* **WHAT IS NEEDED**:
What lines in the entries hold the string "window"? List them.

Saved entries
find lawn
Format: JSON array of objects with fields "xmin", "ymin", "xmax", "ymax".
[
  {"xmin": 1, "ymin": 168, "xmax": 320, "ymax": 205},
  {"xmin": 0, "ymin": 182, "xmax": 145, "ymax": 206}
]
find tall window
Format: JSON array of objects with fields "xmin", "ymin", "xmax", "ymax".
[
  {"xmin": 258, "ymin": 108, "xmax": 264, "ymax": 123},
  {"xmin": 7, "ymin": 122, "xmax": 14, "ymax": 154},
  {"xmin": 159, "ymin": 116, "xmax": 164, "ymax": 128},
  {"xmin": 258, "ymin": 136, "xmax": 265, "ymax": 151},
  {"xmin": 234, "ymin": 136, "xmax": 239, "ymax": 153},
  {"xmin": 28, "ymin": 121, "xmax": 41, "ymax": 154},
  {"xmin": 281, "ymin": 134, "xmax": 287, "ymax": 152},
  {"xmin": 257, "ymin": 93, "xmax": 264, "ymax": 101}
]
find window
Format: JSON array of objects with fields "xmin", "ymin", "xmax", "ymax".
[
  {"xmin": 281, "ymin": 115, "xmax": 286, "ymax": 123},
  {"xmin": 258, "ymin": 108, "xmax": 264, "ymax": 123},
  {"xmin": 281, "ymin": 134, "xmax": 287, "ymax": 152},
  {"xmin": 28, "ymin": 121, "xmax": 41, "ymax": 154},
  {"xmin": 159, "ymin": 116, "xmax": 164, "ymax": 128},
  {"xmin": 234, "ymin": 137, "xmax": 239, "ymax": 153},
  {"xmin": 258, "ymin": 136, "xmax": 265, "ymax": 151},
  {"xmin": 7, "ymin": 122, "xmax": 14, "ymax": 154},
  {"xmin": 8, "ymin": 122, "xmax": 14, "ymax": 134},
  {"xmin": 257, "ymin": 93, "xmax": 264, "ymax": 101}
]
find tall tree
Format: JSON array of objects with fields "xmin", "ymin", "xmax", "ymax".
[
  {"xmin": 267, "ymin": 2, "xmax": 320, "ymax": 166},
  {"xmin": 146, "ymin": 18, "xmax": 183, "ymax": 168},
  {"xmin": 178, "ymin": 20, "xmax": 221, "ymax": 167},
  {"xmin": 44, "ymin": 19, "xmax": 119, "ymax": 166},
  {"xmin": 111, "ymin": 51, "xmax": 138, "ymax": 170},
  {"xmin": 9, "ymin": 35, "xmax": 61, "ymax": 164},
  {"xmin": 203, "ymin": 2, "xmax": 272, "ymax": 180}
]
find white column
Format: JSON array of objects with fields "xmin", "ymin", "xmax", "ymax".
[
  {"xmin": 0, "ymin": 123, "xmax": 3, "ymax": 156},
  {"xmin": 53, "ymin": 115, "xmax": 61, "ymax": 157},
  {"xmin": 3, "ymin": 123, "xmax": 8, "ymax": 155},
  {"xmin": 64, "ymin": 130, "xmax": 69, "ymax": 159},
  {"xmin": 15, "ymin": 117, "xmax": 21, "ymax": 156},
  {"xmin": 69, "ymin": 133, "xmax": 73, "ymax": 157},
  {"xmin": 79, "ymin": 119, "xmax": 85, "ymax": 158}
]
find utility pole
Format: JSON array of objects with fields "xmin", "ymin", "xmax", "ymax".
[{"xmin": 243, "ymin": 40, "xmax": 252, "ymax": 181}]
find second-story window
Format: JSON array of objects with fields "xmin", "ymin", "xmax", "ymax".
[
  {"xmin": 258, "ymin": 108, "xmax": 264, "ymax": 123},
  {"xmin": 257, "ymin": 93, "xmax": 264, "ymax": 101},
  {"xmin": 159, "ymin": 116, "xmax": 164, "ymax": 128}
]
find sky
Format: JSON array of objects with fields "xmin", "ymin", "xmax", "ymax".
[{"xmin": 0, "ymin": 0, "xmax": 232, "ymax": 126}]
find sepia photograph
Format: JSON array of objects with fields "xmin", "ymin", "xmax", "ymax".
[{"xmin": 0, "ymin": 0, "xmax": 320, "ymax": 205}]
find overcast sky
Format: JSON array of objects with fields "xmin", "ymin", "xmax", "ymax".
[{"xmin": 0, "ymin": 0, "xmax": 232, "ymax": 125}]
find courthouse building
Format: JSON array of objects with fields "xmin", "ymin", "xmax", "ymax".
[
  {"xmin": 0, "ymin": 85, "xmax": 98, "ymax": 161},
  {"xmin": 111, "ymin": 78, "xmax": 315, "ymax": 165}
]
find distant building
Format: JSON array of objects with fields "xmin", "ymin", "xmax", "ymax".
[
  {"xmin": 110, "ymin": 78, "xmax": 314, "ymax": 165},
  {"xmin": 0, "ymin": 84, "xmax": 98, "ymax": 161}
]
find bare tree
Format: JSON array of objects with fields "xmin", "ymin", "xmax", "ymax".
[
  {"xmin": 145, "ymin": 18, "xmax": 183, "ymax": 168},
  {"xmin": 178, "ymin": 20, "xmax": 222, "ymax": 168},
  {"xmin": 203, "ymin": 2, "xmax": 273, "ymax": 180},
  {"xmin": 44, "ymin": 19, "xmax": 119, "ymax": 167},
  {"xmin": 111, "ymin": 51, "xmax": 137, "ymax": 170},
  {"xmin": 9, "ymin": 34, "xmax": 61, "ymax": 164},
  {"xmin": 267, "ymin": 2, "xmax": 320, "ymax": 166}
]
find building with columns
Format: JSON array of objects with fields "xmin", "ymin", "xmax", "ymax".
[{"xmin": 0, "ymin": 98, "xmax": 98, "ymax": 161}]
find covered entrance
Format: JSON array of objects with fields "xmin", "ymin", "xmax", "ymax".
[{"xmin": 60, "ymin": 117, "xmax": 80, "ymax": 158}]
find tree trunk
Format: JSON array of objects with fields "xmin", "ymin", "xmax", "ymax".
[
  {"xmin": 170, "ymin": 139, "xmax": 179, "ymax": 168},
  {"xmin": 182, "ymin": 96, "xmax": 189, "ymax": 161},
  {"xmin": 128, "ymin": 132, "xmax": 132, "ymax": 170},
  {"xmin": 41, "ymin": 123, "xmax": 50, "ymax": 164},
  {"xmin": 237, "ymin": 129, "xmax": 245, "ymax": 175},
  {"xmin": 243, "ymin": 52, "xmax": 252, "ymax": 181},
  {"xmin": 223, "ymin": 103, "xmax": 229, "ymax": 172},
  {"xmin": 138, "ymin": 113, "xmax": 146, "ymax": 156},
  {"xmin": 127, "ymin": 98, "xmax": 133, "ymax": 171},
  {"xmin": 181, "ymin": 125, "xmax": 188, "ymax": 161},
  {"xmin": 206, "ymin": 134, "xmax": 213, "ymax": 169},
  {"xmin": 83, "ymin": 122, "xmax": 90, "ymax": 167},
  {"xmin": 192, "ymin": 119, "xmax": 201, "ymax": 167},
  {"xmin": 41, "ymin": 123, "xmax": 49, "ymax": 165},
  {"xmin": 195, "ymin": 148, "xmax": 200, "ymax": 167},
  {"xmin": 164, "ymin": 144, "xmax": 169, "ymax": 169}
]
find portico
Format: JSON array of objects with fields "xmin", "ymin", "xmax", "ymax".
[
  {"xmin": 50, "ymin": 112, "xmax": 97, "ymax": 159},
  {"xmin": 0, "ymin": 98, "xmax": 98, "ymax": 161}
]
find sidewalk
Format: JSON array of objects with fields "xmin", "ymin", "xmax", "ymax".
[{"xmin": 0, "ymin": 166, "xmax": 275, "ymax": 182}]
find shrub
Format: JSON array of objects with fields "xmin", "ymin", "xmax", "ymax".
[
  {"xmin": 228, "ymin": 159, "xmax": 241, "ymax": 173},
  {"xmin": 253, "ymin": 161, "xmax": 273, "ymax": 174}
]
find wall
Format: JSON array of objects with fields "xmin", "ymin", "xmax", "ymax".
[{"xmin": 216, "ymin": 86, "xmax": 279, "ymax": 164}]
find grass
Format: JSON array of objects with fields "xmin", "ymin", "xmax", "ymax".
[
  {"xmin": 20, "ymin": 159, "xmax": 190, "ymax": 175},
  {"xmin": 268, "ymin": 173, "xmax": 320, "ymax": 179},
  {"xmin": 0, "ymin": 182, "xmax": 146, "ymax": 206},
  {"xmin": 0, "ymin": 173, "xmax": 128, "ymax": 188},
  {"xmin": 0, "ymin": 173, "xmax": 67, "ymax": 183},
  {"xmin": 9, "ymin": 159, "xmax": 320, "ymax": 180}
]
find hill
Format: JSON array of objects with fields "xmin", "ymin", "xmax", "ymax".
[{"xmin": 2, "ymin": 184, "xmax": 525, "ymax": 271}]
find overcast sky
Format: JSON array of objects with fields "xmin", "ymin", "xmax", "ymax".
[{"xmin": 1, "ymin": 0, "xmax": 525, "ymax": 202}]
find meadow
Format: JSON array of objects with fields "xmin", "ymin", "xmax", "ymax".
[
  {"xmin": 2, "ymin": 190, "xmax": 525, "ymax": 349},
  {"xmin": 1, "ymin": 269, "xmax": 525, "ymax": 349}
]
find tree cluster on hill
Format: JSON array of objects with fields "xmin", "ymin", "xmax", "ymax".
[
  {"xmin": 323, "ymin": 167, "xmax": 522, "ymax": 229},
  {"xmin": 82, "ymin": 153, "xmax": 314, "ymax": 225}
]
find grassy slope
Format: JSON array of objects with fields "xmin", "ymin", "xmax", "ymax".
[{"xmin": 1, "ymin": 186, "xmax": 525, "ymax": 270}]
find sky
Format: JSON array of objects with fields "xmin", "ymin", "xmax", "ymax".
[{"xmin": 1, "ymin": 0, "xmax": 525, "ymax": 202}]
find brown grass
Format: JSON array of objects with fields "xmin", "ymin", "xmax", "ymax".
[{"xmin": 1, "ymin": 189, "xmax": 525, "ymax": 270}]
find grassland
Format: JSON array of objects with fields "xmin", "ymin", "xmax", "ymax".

* **RESULT FOR THIS TASK**:
find tall window
find window
find second-story window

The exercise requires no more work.